Exercise goal: Reproduce each of the items below word for word, without the pictures.

Record list:
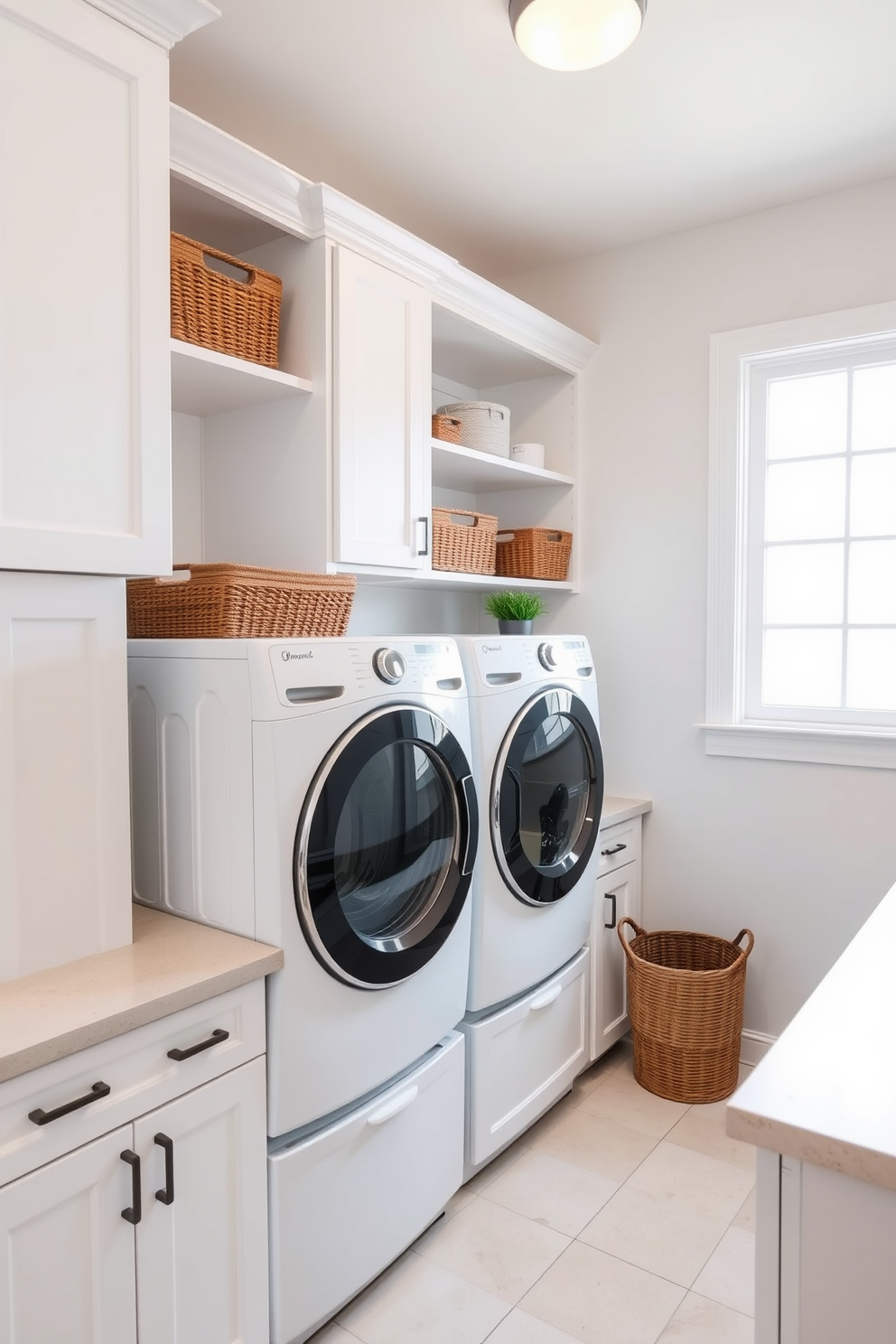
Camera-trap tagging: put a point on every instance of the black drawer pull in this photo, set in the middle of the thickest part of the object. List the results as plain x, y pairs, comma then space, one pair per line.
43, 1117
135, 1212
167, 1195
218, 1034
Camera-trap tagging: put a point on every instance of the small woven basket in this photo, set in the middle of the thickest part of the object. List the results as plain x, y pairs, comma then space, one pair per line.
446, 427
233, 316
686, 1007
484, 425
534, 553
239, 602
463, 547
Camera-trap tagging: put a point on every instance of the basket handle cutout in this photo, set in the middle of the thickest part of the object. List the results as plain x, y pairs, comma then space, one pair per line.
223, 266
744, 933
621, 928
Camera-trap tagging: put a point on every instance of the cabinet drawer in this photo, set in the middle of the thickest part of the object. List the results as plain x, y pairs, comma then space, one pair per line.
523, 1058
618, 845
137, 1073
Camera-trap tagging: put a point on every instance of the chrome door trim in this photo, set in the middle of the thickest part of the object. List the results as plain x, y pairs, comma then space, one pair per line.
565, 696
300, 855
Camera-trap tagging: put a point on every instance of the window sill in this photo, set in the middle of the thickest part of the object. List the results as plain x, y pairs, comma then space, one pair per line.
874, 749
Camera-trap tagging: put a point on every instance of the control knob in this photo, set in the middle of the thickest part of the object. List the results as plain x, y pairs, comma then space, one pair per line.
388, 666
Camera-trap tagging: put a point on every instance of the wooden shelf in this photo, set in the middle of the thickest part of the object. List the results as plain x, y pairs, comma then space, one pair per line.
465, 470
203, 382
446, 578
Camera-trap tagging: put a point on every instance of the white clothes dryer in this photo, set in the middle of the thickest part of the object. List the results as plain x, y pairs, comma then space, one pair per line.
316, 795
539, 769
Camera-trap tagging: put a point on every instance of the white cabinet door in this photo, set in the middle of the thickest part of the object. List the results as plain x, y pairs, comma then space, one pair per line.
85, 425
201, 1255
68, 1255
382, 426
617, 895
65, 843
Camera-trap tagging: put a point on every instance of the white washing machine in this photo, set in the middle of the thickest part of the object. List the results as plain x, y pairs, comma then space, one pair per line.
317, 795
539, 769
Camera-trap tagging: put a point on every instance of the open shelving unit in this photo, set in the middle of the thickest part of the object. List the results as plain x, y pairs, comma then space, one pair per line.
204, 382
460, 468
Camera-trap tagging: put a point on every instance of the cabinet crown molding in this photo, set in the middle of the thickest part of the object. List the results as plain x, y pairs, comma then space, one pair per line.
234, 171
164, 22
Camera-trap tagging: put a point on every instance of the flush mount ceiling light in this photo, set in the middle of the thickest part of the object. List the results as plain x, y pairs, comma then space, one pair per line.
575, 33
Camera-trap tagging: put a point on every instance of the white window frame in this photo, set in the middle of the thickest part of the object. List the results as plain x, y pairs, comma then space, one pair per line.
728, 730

Final result:
Camera-trap tagging: put a point on every instance of the black drawer pull in this photo, set in the middle of the thickest part of the object. List the results as plain x, y pairs, comma then space, one pair per line.
43, 1117
135, 1212
167, 1195
218, 1034
Camera-trap tagging: put a point on every instance of the small woven basket in this photo, set in the middle of the thickest part of the object. List the results as plain x, y pairs, comma then space, one pair per line.
446, 427
233, 316
686, 1007
484, 425
534, 553
239, 602
463, 547
Camera-trap tagging: put a point on every instance of the basket handle cutout in this photo, set in the middle of the thickest part of the object. List the results as plain x, y pairs, comma then space, one pair per line.
223, 266
744, 933
621, 928
Camera-trap tagging: put a point on every instance of the cabinet drawer in this photo, set in the middle of the thickest part of the object. List the results as plain x, y pairs, comma then space, one pair per line.
523, 1058
618, 845
137, 1073
Camera-trap tagging: put a point on every instance of the chrome door trim in this photo, set in the middle of the thickest part of the object. List the results as plain x, y pairs, comma then space, one pair per line.
565, 696
300, 855
Camera-trap tagging: put a point on every instance of the window sill in this photo, set in the middle of the thickest part of the object. List the results as plain x, y pairs, comma then space, one pair per line.
874, 749
Camera-trap tagging: put a point on every instance of the control knob in this photo, set in the middle of the thickest part of the object. List the results as plain x, y pairs, comma then space, one pair per line.
388, 666
Camera-trap tagging: put a point on every instance of the wooden shelf in this photo, set in the middle of the thickest part of the object. List the results as plain x, y pairs, comma then space, one pair per line.
465, 470
203, 382
446, 578
Camera-trap tagging: put a point on every instance of the white clothes dryer in this photo, set in the middle of the thickest part of the object. List the results as plain x, y pairs, comma then space, one pair per line.
316, 795
539, 769
Camera-trap tagging: put a point on every instance of the white cabinet door in this photo, set in the middle of the thickest part of the object. List the results as plain x, y pairs, comma then space, one pair per line.
85, 425
201, 1255
68, 1255
382, 426
617, 895
65, 843
Camera-trap tagging: put a point on every instance of the white washing machine in this photo, set in the middle of the thickest part of the object. List the results as plain x, y pairs, comma then space, one pair per line.
317, 795
539, 769
Camera-trap tagging: put a point on every instance of the open shelving unit in this photo, set in the middle of the thickest part of the object. List the results as plain x, y pairs, comma then space, one pair per line.
204, 382
460, 468
Camera-trap tagging: put a point on every instance of the cabinet crown molding in this photo, set in the middle of the thickest part of the object. List the results as plain x, y pairs, comma then space, one pair per line.
234, 171
164, 22
Camera-trap tagging: put a point on every instance of the flush mount ceiling light in this photo, set in the middle of the thickest part of the object. List the results as plain x, y pairs, comma then space, one pair per line.
575, 33
Camera-trap tagging: put a point on every instance of the white window frame in this photo, set in the middle of the thickest part of the object. List the results as plain x, y pairs, comma then space, one pair per line.
728, 730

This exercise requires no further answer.